------ ESTRATTO SELEZIONATO

In molti casi è lo stesso micro-editore che si occupa personalmente di selezionare gli autori, seguire le varie fasi di lavorazione del libro e promuovere il prodotto. Si tratta di una forma encomiabile di artigianato culturale che lavora talvolta più  per passione che per fini commerciali.
Un altro discorso riguarda l'editoria tradizionale che si muove ed agisce secondo logiche industriali che perseguono il profitto ad ogni costo, perfino ricorrendo a sovvenzioni pubbliche, stratagemmi commerciali e contrattuali che avvantaggiano soltanto le tasche dell'imprenditore (unico), a discapito di autori, punti vendita e qualità della merce offerta alla vendita finale che, non dimentichiamolo, dovrebbe essere un prodotto di rilevanza culturale o di un qualche valore letterario...
Mi riservo di scrivere prossimamente anche di come funziona il mercato editoriale e la catena produttiva industriale, affrontando inevitabilmente un discorso più politico e organizzativo che culturale, perché mi sono reso conto che mediamente si sa poco di queste questioni, ma per ora Vi propongo una bellissima intervista ad un personaggio unico nel panorama editoriale mondiale. TG


Marcello Baraghini ad Afa 2018 con Giacomo Spazio
Marcello Baraghini ad Afa 2018 con Giacomo Spazio.

Tony Graffio intervista Marcello Baraghini

Tony Graffio: Marcello, che cos'è la Stampa Alternativa?

Marcello Baraghini: Le mie edizioni nascono come Stampa Alternativa, ma oggi mi dichiaro editore all'incontrario. Naturalmente, la stampa alternativa è alternativa a quella di regime. Nel 1969, quando dovevamo decidere come chiamarci discutemmo a lungo su nomi inglesi esotici, molto strani e alternativi, ma alla fine decidemmo di ispirarci all'underground press che ci nutriva di controinformazione.

------------
------ DATI PRESENTATI

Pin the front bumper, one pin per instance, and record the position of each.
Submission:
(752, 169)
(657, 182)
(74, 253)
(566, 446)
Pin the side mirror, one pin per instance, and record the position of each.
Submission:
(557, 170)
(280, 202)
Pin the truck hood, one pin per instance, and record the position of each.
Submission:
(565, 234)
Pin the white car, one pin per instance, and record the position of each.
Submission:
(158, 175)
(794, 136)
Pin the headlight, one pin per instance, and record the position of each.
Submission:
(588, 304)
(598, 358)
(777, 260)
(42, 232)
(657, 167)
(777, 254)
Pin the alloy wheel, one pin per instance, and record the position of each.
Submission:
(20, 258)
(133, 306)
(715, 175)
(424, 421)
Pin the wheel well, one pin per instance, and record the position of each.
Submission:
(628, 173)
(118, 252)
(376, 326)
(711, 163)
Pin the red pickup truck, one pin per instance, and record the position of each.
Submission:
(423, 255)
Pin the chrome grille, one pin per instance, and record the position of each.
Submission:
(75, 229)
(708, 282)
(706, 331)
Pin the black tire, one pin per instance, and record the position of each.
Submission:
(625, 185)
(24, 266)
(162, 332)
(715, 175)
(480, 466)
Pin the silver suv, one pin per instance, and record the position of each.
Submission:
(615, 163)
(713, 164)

------------

=== OBIETTIVO DEL COMPITO ===
Ricopia per intero il brano sull'editoria riportato sopra, senza cambiare nulla.

=== SOLUZIONE PROPOSTA ===
In molti casi è lo stesso micro-editore che si occupa personalmente di selezionare gli autori, seguire le varie fasi di lavorazione del libro e promuovere il prodotto. Si tratta di una forma encomiabile di artigianato culturale che lavora talvolta più  per passione che per fini commerciali.
Un altro discorso riguarda l'editoria tradizionale che si muove ed agisce secondo logiche industriali che perseguono il profitto ad ogni costo, perfino ricorrendo a sovvenzioni pubbliche, stratagemmi commerciali e contrattuali che avvantaggiano soltanto le tasche dell'imprenditore (unico), a discapito di autori, punti vendita e qualità della merce offerta alla vendita finale che, non dimentichiamolo, dovrebbe essere un prodotto di rilevanza culturale o di un qualche valore letterario...
Mi riservo di scrivere prossimamente anche di come funziona il mercato editoriale e la catena produttiva industriale, affrontando inevitabilmente un discorso più politico e organizzativo che culturale, perché mi sono reso conto che mediamente si sa poco di queste questioni, ma per ora Vi propongo una bellissima intervista ad un personaggio unico nel panorama editoriale mondiale. TG


Marcello Baraghini ad Afa 2018 con Giacomo Spazio
Marcello Baraghini ad Afa 2018 con Giacomo Spazio.

Tony Graffio intervista Marcello Baraghini

Tony Graffio: Marcello, che cos'è la Stampa Alternativa?

Marcello Baraghini: Le mie edizioni nascono come Stampa Alternativa, ma oggi mi dichiaro editore all'incontrario. Naturalmente, la stampa alternativa è alternativa a quella di regime. Nel 1969, quando dovevamo decidere come chiamarci discutemmo a lungo su nomi inglesi esotici, molto strani e alternativi, ma alla fine decidemmo di ispirarci all'underground press che ci nutriva di controinformazione.